◆ EXERCISE OBJECTIVE ◆
State how many lines in the items below contain the word "pixel". Matching is case-sensitive, and the reply should be the number alone.

◆ THE RECORDS ◆
[BEGIN]
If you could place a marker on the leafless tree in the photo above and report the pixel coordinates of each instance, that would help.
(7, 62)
[END]
[BEGIN]
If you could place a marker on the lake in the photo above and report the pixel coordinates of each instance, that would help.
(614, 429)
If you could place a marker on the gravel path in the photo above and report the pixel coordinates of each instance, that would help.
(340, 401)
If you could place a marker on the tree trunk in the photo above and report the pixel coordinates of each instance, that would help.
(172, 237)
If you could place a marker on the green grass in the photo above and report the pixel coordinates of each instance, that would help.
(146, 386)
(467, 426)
[END]
◆ RESPONSE TO THE EXERCISE ◆
5